-------- EXCERPTED PASSAGE --------
Within the next twenty four months I want to have my applications in. I’m wanting to go to a private school with smaller class sizes. This is very important to me.
I worked in the emergency room assisting doctors and nurses triaging patients and offering room service Around the holidays. I never had the connections to be able to follow at doctor around shadowing them. Although having broken over eighteen bones in my body, including my femur, I'm sure I've been around doctors more than most. Ha! Approximately a hundred hours or so working in the ER.
Then I got on for two semesters of volunteer work as an undergrad in a radio/biochem lab cancer center where I worked with the full gamut of laboratory equipment from cyclotrons, to particle accelerators and heavy does of western blots and protein purification. Most of the research was centered around trying to crystalize a protein that could be used as an active inhibitor in drugs used to treat rare diseases and blood disorders. No clue after I left if the team was successful.
Class size is largely irrelevant now as lectures aren't mandatory, they're recorded, and students can study at home in their jammies. Your job is to get into a medicals school, not merely a Top School. You'll get a fine education at Drexel or TCU.
-------- MATERIAL SUPPLIED --------
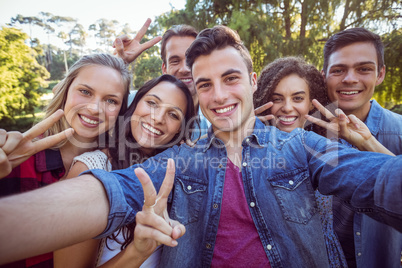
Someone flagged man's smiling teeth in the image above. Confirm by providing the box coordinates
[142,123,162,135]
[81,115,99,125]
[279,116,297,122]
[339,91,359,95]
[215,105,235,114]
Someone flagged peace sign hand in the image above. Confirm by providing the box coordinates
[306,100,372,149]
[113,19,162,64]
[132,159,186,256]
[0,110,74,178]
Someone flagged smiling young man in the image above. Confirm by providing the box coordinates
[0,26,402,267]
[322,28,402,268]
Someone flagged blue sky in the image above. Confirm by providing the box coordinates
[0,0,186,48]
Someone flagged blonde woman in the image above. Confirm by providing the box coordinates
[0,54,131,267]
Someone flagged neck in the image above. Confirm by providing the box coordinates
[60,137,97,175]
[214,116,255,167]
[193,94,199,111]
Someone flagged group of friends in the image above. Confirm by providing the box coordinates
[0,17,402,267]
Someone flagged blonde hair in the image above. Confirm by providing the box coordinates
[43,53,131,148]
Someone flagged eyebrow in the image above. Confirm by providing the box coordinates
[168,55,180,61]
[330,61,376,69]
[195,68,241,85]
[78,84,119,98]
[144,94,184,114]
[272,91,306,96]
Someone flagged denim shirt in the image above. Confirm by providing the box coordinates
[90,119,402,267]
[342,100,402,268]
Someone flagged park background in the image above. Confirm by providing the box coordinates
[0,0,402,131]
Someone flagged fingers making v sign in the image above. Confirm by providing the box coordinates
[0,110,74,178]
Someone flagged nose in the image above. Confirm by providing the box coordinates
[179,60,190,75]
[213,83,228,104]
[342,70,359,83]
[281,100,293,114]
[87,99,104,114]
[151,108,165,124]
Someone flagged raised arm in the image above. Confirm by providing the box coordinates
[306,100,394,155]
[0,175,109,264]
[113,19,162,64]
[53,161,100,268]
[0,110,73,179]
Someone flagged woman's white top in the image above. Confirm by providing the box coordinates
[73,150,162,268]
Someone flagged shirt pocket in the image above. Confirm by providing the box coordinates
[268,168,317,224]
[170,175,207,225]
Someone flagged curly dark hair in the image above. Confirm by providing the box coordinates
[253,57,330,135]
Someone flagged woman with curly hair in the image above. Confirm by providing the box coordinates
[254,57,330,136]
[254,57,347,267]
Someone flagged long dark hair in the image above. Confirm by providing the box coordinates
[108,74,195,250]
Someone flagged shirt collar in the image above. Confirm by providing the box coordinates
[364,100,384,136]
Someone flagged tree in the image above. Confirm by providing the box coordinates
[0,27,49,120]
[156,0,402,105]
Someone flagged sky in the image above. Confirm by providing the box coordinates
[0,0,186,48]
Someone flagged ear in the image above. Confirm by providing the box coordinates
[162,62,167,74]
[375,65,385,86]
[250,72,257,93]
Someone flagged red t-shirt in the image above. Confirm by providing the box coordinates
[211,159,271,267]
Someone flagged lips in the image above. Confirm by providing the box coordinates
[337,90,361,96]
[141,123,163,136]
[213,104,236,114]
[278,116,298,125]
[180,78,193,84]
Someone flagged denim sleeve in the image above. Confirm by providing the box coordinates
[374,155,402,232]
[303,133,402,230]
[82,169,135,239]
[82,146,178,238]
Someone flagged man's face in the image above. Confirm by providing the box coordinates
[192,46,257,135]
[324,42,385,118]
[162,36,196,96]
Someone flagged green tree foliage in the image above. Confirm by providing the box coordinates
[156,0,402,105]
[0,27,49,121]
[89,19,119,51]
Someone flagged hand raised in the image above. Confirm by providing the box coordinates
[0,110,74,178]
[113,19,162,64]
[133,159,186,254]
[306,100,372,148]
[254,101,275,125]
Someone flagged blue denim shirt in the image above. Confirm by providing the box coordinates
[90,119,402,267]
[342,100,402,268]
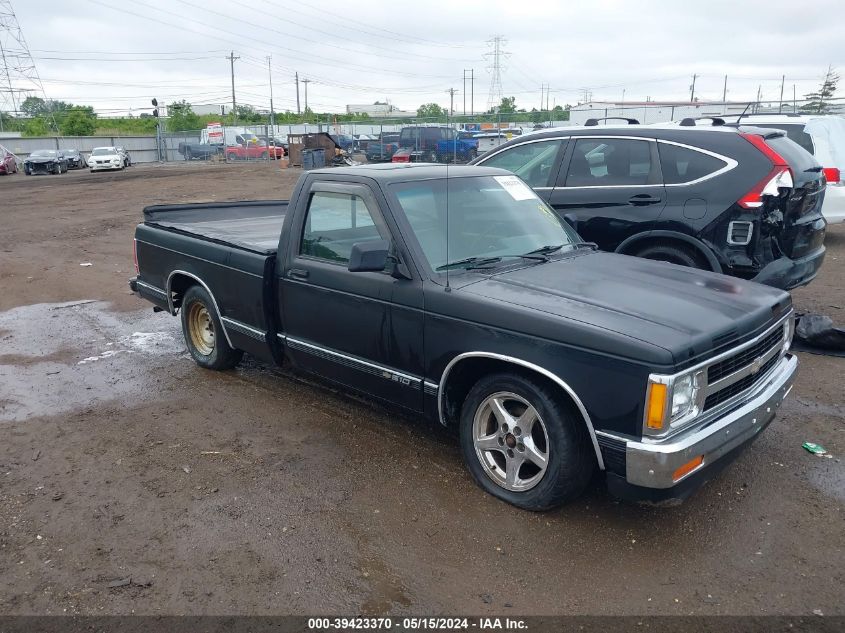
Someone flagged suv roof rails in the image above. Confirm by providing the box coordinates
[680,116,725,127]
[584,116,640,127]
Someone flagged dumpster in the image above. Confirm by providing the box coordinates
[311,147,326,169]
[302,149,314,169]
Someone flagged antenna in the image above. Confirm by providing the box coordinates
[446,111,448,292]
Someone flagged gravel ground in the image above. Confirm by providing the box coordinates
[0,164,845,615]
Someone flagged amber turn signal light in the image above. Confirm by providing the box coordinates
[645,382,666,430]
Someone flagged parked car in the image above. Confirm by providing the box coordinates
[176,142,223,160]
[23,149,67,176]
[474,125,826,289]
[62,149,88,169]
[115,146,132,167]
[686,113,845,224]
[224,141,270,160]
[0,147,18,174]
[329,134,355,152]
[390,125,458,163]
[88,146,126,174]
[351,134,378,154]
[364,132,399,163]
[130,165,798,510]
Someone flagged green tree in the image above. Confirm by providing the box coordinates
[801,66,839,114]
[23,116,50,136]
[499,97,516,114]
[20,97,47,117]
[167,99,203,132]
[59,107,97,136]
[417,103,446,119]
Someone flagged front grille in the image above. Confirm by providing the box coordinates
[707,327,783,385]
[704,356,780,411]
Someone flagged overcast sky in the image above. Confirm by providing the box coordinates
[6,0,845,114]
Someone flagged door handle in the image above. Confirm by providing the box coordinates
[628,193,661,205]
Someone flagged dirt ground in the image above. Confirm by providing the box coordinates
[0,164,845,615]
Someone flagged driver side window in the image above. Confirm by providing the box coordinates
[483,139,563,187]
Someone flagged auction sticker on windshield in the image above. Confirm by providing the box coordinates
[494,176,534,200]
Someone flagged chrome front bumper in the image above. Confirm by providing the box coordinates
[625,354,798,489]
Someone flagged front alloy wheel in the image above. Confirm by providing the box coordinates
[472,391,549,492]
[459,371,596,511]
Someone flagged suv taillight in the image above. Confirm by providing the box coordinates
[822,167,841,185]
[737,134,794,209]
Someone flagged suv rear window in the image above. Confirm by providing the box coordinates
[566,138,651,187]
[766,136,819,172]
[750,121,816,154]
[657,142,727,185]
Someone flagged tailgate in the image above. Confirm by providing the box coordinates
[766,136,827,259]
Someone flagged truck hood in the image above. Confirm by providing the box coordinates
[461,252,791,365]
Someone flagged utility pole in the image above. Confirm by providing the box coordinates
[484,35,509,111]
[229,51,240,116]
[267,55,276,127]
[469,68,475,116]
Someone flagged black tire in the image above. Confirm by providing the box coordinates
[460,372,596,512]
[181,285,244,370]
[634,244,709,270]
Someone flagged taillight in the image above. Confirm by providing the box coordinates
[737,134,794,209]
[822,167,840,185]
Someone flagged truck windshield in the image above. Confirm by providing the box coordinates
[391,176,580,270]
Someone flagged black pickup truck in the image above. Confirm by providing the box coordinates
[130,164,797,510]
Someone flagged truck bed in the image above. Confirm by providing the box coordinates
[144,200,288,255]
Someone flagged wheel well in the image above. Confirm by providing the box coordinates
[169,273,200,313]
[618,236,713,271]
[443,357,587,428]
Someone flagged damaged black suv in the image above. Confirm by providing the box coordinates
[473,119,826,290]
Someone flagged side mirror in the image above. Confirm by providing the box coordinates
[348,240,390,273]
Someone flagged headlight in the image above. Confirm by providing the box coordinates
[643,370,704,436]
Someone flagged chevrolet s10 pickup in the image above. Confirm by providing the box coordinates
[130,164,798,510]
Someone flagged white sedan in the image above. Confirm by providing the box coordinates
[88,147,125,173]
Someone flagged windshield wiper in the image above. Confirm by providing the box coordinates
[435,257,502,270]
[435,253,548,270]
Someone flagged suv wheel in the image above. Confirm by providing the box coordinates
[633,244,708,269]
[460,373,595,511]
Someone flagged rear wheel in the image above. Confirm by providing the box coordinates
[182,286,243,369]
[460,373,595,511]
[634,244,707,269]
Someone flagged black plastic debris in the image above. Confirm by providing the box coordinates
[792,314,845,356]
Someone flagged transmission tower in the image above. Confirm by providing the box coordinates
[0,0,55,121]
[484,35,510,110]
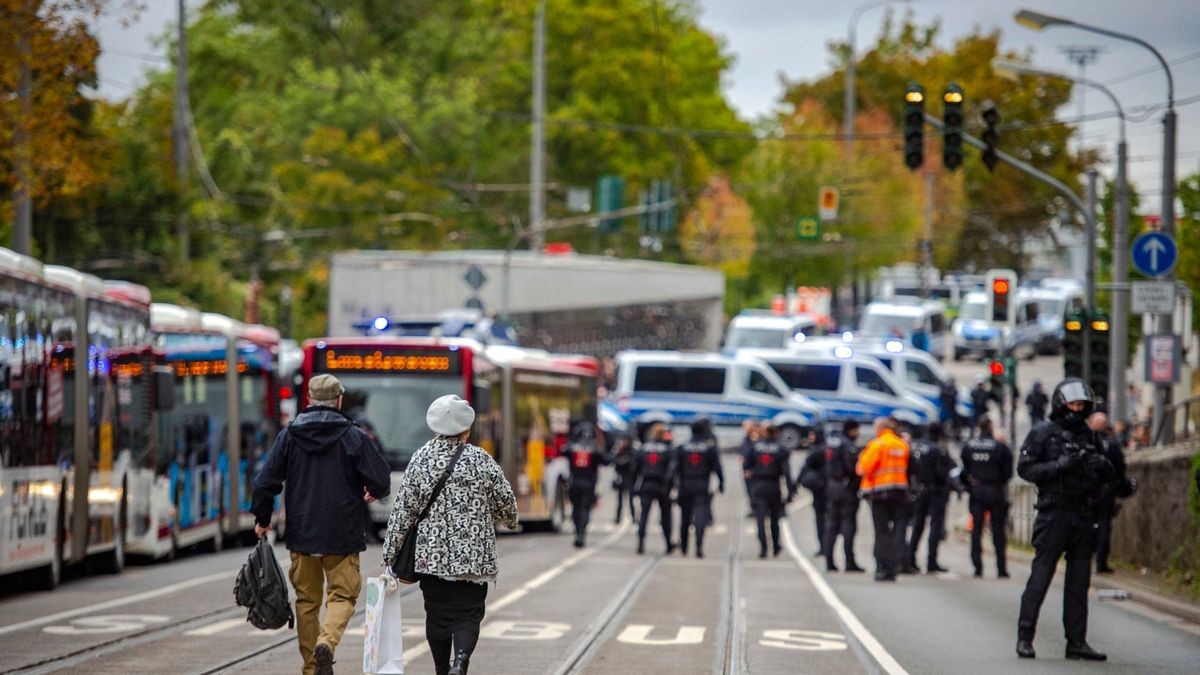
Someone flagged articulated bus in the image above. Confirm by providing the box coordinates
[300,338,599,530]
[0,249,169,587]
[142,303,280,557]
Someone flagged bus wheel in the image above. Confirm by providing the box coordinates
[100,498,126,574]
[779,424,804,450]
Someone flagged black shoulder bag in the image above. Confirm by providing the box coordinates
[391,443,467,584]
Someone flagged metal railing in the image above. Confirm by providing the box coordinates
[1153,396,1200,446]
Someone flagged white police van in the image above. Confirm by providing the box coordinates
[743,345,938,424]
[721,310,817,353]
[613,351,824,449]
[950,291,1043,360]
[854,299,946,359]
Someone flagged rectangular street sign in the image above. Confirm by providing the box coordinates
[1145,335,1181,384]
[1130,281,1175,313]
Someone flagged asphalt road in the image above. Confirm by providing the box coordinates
--------
-- WORK INSTRUCTION 1 --
Answer these questions from the passage on applying to medical school, one line each:
(a) How much time does the writer estimate spending working in the ER?
(b) For how many semesters did the writer volunteer in the radio/biochem lab?
(c) Which two schools does the last paragraph name?
-- WORK INSTRUCTION 2 --
Continue the passage on applying to medical school from its last sentence, in the voice of its final paragraph.
The items are not needed for what follows.

-- TASK ANSWER 1 --
(a) Approximately a hundred hours.
(b) Two semesters.
(c) Drexel and TCU.

-- TASK ANSWER 2 --
You have great stats but are lethally lacking in the ECs. My wise young colleague CandBgirl has already told you what you need in terms of the schools your stats deserve.
What are you going to say when asked how you know you are suited for a life of caring for the sick and suffering?
“That you just know”? Imagine how that will go over!
Right now what you have is not the application of a person who dearly wants to be a physician. It is the application of someone who wants to be a doctor as long as it is convenient.
From the wise
LizzyM: I am always reminded of a certain frequent poster of a few years ago. He was adamant about not volunteering as he did not want to give his services for free and he was busy and helping others was inconvenient. He matriculated to a medical school and lasted less than one year. He's now in school to become an accountant.
Here's the deal: You need to show AdComs that you know what you're getting into, and show off your altruistic, humanistic side. We need to know that you're going to like being around sick or injured people for the next 40 years.
Here's another way of looking at it: would you buy a new car without test driving it? Buy a new suit or dress without trying it on??
We're also not looking for merely for good medical students, we're looking for people who will make good doctors, and 4.0 GPA robots are a dime-a-dozen.
I've seen plenty of posts here from high GPA/high MCAT candidates who were rejected because they had little patient contact experience.
Not all volunteering needs to be in a hospital. Think hospice, Planned Parenthood, nursing homes, rehab facilities, crisis hotlines, camps for sick children, or clinics.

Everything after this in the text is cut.